## SHORT PROBLEM
Please pull out every line below that contains the word "yellow", and copy each one in full.

## INPUT FOR THIS TASK
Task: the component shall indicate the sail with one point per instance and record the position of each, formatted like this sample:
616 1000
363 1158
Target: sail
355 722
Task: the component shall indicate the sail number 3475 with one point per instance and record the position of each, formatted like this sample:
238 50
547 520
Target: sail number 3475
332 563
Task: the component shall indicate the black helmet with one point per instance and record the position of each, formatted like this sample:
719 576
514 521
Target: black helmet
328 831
* * *
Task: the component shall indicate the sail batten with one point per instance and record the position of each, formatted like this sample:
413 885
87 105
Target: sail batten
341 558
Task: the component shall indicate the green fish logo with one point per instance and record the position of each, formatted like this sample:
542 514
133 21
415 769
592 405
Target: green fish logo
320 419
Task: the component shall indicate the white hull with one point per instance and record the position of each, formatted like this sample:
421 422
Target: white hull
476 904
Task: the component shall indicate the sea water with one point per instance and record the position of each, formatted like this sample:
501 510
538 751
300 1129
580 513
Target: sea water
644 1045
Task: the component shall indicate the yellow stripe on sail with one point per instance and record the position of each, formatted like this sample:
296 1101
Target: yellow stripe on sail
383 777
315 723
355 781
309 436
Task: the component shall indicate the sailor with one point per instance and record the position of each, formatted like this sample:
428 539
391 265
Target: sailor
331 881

## REPLY TO THE EXERCISE
Task: the component shall indicate the yellow stripe on sail with one point per instance and record the position of each, formatted like this sample:
Target: yellow stripe on sail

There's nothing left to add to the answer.